**DESCRIPTION OF THE TASK:** Please lay out the data from the line containing "Rules: pick out each instance of the man in white" down to the line containing "[[405, 183]]", both lines included, as a two-column CSV with the headers input and output, one row per text and its answer. Put each value in a single quoted field, with any line breaks replaced by spaces.

Entries from a point annotation set
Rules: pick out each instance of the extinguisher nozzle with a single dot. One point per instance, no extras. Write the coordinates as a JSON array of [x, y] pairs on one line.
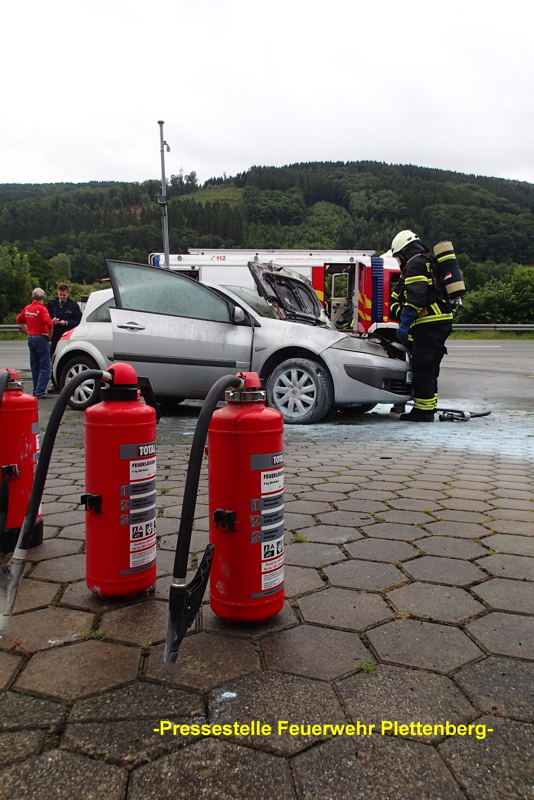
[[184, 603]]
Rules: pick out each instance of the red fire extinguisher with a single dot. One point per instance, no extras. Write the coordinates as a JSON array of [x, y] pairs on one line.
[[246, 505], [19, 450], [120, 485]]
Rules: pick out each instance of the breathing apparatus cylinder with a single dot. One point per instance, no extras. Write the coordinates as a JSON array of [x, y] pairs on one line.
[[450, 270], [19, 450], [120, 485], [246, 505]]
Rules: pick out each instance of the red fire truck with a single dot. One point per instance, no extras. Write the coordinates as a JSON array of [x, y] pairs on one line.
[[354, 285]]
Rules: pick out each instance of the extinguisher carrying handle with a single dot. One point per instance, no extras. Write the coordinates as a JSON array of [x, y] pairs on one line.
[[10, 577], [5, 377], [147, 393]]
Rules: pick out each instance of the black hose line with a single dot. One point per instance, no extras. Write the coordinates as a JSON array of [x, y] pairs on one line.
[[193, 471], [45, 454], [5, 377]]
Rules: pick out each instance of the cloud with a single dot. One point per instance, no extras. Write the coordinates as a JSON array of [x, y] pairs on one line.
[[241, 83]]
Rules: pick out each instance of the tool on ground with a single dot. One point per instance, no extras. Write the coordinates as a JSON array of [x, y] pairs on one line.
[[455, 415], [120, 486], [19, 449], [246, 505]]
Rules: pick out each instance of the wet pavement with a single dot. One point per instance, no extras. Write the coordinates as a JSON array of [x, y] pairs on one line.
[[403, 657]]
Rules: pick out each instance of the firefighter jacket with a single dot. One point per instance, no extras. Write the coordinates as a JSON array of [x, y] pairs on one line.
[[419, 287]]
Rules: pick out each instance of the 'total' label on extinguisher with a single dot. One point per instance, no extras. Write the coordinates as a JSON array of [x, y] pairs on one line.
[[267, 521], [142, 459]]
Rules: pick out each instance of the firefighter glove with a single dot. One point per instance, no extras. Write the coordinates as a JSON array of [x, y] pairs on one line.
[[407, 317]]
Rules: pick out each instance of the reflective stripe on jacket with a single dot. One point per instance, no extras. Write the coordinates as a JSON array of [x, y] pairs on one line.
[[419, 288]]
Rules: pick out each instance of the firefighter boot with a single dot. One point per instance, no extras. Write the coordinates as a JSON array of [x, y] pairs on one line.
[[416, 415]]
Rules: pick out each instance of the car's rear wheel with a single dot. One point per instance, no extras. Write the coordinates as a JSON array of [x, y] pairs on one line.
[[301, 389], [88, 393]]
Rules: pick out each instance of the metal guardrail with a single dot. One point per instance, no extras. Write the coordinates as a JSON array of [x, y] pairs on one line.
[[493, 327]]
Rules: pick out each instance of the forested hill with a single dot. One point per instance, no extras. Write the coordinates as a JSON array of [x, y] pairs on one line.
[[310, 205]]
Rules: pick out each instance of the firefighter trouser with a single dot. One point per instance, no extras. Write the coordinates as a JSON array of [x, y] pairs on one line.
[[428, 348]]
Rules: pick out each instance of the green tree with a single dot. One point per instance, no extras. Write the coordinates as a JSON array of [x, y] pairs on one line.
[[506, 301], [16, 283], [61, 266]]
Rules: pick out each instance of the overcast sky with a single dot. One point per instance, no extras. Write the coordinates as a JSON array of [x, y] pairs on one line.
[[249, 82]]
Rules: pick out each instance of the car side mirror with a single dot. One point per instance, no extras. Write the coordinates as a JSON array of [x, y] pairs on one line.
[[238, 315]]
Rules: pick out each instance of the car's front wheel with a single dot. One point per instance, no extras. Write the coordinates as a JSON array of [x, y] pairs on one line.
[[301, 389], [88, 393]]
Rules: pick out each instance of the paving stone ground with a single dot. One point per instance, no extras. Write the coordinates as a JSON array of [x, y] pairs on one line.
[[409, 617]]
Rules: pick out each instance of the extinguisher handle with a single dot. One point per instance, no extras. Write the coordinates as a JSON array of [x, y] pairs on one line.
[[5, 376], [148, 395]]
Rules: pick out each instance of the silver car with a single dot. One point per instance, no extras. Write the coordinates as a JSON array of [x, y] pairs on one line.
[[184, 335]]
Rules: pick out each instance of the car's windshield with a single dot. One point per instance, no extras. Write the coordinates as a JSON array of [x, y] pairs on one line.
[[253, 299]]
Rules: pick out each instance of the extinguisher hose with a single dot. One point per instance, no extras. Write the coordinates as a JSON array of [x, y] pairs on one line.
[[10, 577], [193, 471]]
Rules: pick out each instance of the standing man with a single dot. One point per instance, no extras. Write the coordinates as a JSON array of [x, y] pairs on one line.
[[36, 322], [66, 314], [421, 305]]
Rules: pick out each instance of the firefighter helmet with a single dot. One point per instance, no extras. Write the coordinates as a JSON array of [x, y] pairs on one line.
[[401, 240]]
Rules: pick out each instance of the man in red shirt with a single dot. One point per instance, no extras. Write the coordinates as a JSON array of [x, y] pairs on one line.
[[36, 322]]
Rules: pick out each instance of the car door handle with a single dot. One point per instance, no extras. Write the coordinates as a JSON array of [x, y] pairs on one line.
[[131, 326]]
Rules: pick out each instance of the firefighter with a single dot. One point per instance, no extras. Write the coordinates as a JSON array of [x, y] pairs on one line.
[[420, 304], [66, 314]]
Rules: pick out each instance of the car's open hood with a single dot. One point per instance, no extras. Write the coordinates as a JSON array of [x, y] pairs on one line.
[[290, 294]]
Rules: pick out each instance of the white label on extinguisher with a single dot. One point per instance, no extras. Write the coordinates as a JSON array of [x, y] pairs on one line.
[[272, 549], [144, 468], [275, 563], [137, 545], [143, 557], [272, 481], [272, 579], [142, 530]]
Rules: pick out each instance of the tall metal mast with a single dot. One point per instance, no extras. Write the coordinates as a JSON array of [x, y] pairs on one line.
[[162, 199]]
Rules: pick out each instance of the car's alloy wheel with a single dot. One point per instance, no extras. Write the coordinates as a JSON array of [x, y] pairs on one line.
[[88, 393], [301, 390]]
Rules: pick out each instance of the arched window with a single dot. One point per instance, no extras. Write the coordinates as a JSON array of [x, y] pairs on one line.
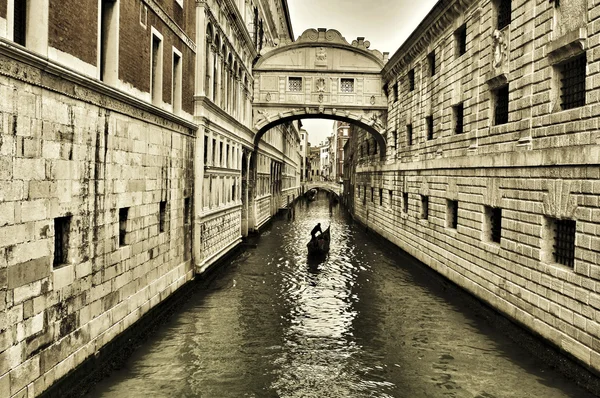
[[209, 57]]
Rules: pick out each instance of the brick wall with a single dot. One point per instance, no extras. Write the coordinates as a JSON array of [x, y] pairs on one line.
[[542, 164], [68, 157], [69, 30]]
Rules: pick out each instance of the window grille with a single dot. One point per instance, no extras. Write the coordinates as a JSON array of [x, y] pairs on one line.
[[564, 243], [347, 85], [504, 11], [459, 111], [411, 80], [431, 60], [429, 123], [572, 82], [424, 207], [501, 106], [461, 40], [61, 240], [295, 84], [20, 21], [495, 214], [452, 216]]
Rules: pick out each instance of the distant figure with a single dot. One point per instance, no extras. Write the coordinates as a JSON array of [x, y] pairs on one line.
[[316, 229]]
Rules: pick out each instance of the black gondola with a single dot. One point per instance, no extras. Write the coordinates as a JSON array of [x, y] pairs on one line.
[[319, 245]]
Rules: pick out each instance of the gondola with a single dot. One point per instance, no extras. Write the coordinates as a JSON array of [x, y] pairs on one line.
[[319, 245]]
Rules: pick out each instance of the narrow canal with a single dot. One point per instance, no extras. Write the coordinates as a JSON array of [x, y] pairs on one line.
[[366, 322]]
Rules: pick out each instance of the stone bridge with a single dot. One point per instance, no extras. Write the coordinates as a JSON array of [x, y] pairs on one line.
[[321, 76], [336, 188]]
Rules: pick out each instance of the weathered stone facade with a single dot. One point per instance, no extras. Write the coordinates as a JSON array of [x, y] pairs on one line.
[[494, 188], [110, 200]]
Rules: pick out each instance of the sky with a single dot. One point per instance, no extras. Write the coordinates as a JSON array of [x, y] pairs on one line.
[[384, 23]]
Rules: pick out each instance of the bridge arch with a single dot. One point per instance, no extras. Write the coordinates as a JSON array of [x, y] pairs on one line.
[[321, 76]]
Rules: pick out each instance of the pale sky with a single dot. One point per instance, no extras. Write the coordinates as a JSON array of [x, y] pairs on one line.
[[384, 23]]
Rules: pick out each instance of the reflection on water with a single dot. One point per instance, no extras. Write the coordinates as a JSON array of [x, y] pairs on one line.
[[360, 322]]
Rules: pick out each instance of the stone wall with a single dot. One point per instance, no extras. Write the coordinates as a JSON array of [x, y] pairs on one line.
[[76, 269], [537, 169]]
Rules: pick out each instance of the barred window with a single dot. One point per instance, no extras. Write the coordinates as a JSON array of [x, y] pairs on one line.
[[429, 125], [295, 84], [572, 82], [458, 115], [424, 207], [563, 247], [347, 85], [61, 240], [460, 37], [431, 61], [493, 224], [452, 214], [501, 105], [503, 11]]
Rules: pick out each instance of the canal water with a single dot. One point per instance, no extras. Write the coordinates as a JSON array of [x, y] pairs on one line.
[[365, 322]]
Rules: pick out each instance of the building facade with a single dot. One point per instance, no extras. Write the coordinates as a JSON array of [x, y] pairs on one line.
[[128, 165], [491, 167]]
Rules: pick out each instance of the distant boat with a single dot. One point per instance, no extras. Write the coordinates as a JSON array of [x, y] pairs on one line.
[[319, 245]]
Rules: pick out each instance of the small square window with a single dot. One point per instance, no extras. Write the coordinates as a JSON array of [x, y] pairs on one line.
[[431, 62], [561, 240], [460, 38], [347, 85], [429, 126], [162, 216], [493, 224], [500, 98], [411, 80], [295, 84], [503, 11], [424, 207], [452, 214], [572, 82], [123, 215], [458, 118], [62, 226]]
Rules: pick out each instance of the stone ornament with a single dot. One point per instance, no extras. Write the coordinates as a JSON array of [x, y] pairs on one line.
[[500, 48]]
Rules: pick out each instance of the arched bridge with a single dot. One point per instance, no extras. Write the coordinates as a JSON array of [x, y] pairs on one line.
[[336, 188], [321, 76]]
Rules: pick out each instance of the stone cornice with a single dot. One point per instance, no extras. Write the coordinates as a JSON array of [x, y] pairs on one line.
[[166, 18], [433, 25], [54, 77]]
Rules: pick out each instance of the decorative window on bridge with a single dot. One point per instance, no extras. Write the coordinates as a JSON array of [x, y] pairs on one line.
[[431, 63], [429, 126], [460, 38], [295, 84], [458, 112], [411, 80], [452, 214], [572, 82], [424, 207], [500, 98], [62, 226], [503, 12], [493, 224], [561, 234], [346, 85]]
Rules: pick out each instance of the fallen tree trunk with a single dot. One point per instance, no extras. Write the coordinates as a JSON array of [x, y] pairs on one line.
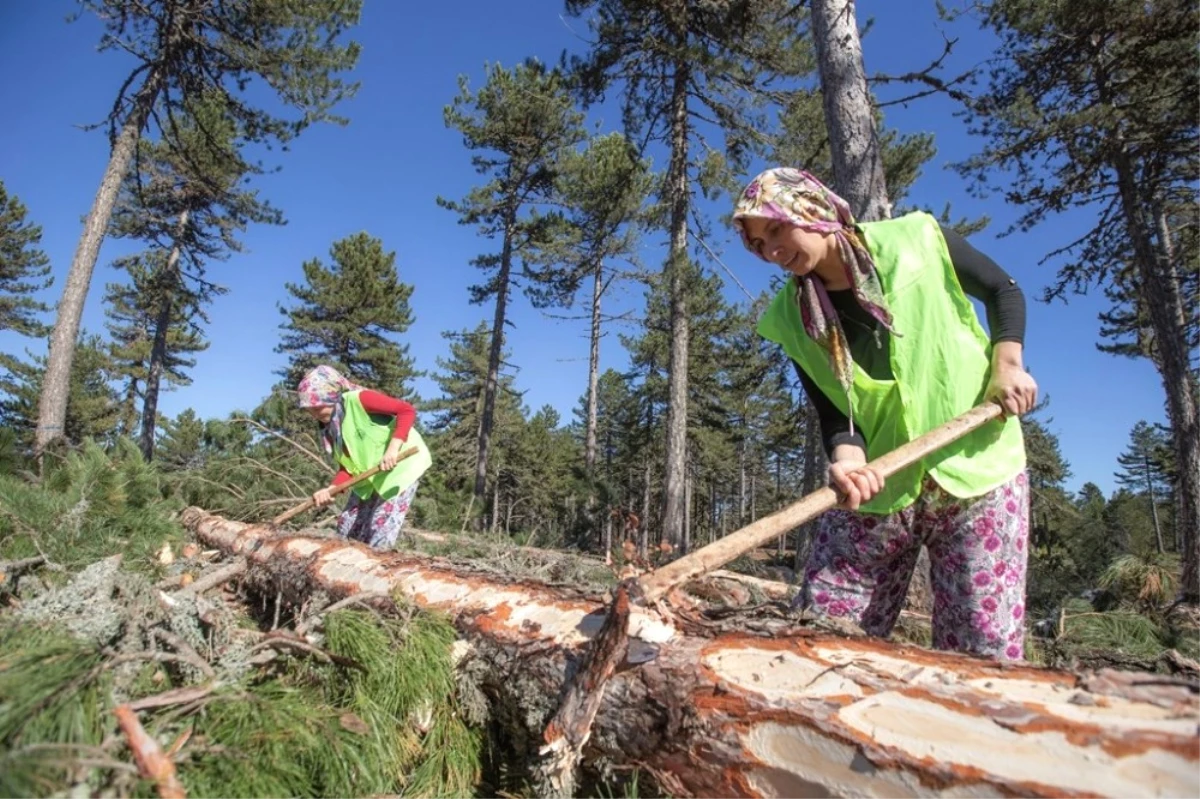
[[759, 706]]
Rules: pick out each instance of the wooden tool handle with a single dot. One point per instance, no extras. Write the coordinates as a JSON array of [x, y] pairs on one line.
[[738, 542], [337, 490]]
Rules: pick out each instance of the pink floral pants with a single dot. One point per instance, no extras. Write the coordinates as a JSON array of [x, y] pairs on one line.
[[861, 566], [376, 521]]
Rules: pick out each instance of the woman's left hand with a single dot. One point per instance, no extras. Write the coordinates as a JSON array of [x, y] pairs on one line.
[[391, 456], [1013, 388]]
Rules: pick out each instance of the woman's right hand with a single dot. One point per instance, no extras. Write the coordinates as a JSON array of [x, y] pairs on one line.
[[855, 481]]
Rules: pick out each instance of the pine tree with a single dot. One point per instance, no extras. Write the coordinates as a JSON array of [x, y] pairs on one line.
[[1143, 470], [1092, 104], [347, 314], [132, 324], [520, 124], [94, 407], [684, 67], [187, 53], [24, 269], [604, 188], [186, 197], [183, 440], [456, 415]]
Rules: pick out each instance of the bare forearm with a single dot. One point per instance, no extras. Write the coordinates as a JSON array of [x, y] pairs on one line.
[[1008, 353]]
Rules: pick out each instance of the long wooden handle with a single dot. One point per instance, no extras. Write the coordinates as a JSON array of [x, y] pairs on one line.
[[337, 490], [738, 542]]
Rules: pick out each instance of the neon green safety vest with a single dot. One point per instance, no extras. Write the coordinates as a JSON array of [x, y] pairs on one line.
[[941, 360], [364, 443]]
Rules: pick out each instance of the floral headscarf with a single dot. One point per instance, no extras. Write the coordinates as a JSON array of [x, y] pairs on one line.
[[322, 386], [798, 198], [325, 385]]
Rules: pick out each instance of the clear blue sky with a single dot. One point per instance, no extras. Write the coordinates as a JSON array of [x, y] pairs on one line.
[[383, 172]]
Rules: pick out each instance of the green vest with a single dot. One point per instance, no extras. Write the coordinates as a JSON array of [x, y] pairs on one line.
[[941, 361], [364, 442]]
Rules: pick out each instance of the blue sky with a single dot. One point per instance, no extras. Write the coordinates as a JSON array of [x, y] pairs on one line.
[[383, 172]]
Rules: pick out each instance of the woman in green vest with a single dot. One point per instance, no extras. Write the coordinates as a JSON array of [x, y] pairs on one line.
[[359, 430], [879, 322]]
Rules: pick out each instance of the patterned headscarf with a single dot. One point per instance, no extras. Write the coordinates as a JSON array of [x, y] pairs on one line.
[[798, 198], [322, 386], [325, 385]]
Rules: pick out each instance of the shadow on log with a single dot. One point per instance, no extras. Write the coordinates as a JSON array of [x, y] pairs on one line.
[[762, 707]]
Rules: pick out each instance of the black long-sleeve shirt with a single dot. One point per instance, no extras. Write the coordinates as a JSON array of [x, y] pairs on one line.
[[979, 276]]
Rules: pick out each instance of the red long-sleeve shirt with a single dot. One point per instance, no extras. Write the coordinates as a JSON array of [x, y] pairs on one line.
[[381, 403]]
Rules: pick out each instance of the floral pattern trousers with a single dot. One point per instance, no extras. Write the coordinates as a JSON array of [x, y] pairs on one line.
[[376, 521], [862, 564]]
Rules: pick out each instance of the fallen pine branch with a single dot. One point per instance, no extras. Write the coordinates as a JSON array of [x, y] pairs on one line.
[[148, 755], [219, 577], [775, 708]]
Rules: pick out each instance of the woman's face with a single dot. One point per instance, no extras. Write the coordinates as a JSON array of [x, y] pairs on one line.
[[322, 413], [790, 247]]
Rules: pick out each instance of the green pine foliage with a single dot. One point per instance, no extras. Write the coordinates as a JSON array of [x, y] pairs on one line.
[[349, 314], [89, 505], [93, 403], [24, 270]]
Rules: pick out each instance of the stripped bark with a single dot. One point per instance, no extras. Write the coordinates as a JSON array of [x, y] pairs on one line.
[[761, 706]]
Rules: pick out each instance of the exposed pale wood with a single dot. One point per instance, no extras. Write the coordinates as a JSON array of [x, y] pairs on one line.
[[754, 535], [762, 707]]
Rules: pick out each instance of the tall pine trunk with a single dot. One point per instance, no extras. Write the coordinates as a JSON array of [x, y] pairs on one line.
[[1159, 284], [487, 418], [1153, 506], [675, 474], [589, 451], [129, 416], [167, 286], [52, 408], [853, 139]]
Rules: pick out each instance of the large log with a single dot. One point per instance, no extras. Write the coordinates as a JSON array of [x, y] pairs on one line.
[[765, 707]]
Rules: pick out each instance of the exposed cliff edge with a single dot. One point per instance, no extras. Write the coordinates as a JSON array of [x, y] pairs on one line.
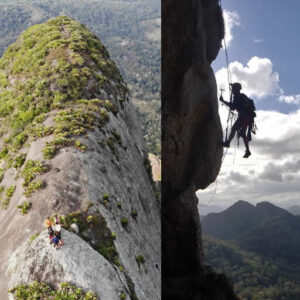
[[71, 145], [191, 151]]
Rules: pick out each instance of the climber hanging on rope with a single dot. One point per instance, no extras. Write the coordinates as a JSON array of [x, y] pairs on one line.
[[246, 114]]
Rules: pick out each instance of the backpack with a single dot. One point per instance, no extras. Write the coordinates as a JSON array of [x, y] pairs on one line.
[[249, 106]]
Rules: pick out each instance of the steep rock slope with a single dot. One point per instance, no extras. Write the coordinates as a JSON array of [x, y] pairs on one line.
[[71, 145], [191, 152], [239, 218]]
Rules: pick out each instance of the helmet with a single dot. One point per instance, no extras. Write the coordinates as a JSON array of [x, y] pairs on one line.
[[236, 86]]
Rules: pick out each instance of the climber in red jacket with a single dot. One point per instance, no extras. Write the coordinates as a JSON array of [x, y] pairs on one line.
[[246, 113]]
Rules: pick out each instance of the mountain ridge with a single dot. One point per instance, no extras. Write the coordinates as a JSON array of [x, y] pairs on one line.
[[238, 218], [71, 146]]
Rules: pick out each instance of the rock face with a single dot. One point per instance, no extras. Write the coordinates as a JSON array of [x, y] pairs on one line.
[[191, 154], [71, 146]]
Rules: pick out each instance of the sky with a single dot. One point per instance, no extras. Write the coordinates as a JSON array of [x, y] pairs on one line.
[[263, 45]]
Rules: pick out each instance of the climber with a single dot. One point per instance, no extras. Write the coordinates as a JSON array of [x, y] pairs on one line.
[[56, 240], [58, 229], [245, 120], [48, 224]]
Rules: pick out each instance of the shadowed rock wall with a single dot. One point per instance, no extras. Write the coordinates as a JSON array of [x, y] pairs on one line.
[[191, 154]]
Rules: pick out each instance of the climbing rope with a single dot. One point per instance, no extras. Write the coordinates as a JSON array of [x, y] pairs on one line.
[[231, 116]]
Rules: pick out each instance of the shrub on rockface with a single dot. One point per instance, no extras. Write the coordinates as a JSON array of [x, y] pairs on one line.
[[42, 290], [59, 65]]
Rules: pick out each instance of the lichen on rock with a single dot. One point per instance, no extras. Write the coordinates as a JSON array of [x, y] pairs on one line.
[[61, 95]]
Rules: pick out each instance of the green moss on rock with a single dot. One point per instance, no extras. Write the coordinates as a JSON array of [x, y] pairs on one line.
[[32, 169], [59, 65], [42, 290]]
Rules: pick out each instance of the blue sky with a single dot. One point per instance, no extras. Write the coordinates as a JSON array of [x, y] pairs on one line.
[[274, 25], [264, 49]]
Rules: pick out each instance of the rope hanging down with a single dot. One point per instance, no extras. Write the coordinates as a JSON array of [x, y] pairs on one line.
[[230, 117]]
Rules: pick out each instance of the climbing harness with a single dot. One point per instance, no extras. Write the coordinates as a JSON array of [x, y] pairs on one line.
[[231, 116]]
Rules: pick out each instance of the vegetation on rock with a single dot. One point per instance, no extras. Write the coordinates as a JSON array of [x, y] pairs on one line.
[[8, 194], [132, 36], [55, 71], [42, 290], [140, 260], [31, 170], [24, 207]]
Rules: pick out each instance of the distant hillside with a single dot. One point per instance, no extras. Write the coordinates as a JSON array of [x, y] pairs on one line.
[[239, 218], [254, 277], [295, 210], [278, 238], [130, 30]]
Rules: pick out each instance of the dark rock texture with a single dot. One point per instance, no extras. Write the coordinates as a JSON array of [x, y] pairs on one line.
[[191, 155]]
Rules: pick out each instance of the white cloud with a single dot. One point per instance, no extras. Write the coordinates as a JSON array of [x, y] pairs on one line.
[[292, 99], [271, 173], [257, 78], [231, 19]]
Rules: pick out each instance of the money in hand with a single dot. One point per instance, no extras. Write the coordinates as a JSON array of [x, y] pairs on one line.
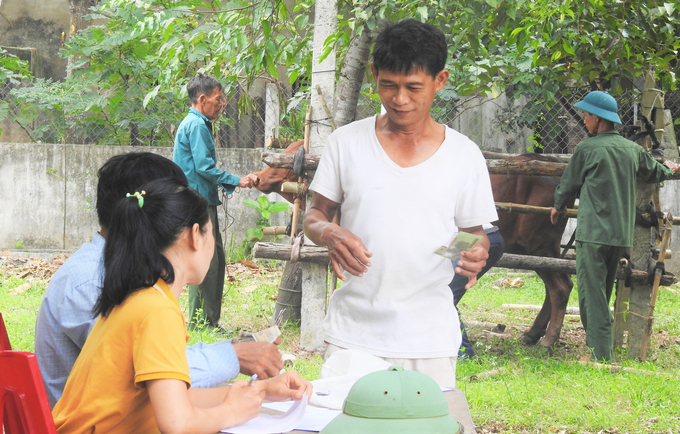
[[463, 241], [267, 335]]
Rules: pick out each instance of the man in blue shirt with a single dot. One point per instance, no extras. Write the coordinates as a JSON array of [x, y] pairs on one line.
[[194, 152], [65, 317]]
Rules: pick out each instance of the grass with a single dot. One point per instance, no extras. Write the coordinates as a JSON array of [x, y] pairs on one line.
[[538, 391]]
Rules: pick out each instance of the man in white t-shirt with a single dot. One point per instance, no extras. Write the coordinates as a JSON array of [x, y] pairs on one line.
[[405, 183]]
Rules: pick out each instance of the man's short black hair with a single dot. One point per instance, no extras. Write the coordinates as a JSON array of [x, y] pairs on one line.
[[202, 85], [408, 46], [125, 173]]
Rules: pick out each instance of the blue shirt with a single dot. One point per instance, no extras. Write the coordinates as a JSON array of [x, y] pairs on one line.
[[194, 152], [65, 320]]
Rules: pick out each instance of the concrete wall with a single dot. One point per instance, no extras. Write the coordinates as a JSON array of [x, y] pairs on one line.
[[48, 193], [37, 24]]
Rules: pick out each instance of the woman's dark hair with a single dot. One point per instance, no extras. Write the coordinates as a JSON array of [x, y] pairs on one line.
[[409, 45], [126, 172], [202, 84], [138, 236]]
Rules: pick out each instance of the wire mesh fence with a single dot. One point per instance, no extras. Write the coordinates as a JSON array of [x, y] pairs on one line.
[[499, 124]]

**RESULT OF THIS EXERCISE:**
input,output
"Rules: pick out each instance of the man in white t-shirt with a single dot. One point per instance, no extras. Write the coordinates as a JSON array of [x, y] pairs on one line.","[[405, 183]]"